Fragmento del texto
::::::::
Una manera sencilla de homenajear a los hermanos ecuatorianos asesinados es escribir sus siete nombres juntos: Luis Alfredo Mosquera Borja, Paúl Rivas, Jairo Stiven Sandoval Bajaña, Javier Ortega, Sergio Jordan Elaje Cedeño, Wilmer Álvarez Pimentel y Efraín Segarra. De mi parte, quisiera que, ante la irremediable pérdida, queden integrados en los archivos impresos y cibernéticos de tal forma que, cuando en el paso de los años hagamos memoria, el motor de búsqueda los despliegue como un solo contenido. Lo que se escribe existe para siempre.
La muerte de los siete hermanos ecuatorianos está ligada al capitalismo irregular globalizado, caracterizado por la producción y comercio de estupefacientes. Este fenómeno se expande por el crecimiento de la demanda a nivel mundial y su articulación al capitalismo formal, promoviendo una interdependencia creciente. El FMI estableció, en 2006, que la economía del narcotráfico representaba el 10% del PIB mundial (Carrión. 2015). Parte de ese dinero se articula al sistema financiero mundial, funciona como base contable para la especulación y, una vez lavado, financia actividades comerciales y ligadas a la construcción.
::::::::
Enunciado A
Reproduce sin ningún cambio el texto completo sobre los siete hermanos ecuatorianos asesinados.

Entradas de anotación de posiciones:
::::::::
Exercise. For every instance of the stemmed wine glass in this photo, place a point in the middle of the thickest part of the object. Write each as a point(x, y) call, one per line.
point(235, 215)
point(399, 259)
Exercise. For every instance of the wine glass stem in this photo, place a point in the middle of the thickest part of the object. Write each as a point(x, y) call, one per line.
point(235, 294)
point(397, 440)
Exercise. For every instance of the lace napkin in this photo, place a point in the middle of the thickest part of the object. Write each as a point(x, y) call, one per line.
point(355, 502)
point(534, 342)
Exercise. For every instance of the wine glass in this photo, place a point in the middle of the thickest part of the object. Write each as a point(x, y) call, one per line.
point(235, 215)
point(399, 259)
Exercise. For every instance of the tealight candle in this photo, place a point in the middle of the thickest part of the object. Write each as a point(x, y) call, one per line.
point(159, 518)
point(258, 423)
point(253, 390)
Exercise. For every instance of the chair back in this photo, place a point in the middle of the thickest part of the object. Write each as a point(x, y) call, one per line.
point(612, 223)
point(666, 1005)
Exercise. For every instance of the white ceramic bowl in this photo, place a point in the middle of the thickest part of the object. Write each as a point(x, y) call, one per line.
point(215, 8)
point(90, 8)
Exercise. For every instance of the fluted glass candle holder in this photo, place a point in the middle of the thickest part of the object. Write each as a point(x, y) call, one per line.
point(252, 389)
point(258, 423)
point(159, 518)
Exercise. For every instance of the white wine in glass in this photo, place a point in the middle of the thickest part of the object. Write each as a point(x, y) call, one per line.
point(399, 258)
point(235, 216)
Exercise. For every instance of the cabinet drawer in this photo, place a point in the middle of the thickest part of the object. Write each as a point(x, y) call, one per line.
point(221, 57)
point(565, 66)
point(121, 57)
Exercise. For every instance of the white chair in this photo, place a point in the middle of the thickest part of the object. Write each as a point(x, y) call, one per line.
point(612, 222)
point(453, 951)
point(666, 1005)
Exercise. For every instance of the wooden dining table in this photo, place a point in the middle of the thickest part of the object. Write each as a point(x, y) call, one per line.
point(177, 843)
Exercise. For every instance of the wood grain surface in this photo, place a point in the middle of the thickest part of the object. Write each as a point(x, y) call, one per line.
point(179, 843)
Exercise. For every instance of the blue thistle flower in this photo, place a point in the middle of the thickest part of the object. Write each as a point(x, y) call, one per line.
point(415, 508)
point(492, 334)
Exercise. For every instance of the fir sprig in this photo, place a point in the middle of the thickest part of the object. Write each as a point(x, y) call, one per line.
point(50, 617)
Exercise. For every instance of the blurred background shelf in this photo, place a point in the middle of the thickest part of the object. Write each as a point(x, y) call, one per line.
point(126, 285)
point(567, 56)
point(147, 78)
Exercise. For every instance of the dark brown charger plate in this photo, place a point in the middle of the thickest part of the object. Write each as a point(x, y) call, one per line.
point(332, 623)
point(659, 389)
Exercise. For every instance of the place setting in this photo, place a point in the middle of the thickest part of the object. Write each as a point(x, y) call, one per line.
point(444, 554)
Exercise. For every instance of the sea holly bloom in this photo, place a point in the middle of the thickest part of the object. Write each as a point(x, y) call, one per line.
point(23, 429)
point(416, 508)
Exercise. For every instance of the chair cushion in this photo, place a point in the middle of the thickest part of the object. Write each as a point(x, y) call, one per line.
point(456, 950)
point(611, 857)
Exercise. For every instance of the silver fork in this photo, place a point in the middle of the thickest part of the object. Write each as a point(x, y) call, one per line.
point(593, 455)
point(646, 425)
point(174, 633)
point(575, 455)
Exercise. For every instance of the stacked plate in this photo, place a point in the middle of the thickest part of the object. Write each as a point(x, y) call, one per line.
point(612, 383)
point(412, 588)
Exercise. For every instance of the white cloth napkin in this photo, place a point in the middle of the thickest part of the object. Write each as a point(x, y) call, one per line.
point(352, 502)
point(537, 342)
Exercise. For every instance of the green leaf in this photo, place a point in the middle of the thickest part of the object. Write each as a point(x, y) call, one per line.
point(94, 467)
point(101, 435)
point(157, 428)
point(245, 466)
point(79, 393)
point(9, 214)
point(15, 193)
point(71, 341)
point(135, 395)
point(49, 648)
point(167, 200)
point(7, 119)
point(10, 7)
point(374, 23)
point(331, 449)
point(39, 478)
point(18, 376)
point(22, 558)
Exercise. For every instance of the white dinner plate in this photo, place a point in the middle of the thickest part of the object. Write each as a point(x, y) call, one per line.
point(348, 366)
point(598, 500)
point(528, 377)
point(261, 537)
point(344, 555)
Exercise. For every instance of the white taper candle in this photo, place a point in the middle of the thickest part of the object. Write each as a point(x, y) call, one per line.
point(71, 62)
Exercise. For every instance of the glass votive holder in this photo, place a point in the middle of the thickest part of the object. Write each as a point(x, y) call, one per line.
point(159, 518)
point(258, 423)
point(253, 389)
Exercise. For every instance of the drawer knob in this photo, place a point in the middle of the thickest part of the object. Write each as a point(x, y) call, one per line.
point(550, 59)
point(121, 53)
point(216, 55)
::::::::
Enunciado B
Devuelve sin alteraciones las líneas de las entradas que van desde la que contiene "Exercise. For every instance of the wine glass in" hasta la que contiene "point(121, 57)", incluidas ambas.

Solución desarrollada A
Una manera sencilla de homenajear a los hermanos ecuatorianos asesinados es escribir sus siete nombres juntos: Luis Alfredo Mosquera Borja, Paúl Rivas, Jairo Stiven Sandoval Bajaña, Javier Ortega, Sergio Jordan Elaje Cedeño, Wilmer Álvarez Pimentel y Efraín Segarra. De mi parte, quisiera que, ante la irremediable pérdida, queden integrados en los archivos impresos y cibernéticos de tal forma que, cuando en el paso de los años hagamos memoria, el motor de búsqueda los despliegue como un solo contenido. Lo que se escribe existe para siempre.
La muerte de los siete hermanos ecuatorianos está ligada al capitalismo irregular globalizado, caracterizado por la producción y comercio de estupefacientes. Este fenómeno se expande por el crecimiento de la demanda a nivel mundial y su articulación al capitalismo formal, promoviendo una interdependencia creciente. El FMI estableció, en 2006, que la economía del narcotráfico representaba el 10% del PIB mundial (Carrión. 2015). Parte de ese dinero se articula al sistema financiero mundial, funciona como base contable para la especulación y, una vez lavado, financia actividades comerciales y ligadas a la construcción.

Solución desarrollada B
Exercise. For every instance of the wine glass in this photo, place a point in the middle of the thickest part of the object. Write each as a point(x, y) call, one per line.
point(235, 215)
point(399, 259)
Exercise. For every instance of the tealight candle in this photo, place a point in the middle of the thickest part of the object. Write each as a point(x, y) call, one per line.
point(159, 518)
point(258, 423)
point(253, 390)
Exercise. For every instance of the chair back in this photo, place a point in the middle of the thickest part of the object. Write each as a point(x, y) call, one per line.
point(612, 223)
point(666, 1005)
Exercise. For every instance of the white ceramic bowl in this photo, place a point in the middle of the thickest part of the object. Write each as a point(x, y) call, one per line.
point(215, 8)
point(90, 8)
Exercise. For every instance of the fluted glass candle holder in this photo, place a point in the middle of the thickest part of the object. Write each as a point(x, y) call, one per line.
point(252, 389)
point(258, 423)
point(159, 518)
Exercise. For every instance of the white wine in glass in this photo, place a point in the middle of the thickest part of the object. Write each as a point(x, y) call, one per line.
point(399, 258)
point(235, 216)
Exercise. For every instance of the cabinet drawer in this photo, place a point in the middle of the thickest part of the object. Write each as a point(x, y) call, one per line.
point(221, 57)
point(565, 66)
point(121, 57)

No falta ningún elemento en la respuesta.